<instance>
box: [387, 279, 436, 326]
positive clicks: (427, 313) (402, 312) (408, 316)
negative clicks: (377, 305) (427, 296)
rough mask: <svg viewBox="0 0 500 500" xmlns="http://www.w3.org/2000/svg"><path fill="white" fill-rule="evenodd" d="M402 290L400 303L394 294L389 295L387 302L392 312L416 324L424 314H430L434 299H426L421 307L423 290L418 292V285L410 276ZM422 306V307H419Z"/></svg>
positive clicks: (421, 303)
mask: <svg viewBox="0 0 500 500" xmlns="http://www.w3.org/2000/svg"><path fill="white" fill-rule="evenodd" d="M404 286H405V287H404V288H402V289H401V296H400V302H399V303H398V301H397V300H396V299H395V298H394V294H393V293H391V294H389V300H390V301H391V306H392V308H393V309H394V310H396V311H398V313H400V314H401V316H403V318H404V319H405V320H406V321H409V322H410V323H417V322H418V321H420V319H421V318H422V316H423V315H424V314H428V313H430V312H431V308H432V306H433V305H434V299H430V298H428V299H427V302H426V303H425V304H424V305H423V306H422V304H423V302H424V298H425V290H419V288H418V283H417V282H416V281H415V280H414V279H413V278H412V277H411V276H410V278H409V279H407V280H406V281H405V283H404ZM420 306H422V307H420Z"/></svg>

※ ※ ※

PROBLEM STATEMENT :: Starting at the line with "box: [387, 279, 436, 326]" and ending at the line with "rough mask: <svg", print each line of the listing above exactly, with no other lines.

EXERCISE OUTPUT ::
box: [387, 279, 436, 326]
positive clicks: (427, 313) (402, 312) (408, 316)
negative clicks: (377, 305) (427, 296)
rough mask: <svg viewBox="0 0 500 500" xmlns="http://www.w3.org/2000/svg"><path fill="white" fill-rule="evenodd" d="M402 290L400 303L394 294L389 295L387 302L392 312L416 324L424 314H430L434 299H426L421 307L423 290L418 292V285L410 276ZM422 306V307H419Z"/></svg>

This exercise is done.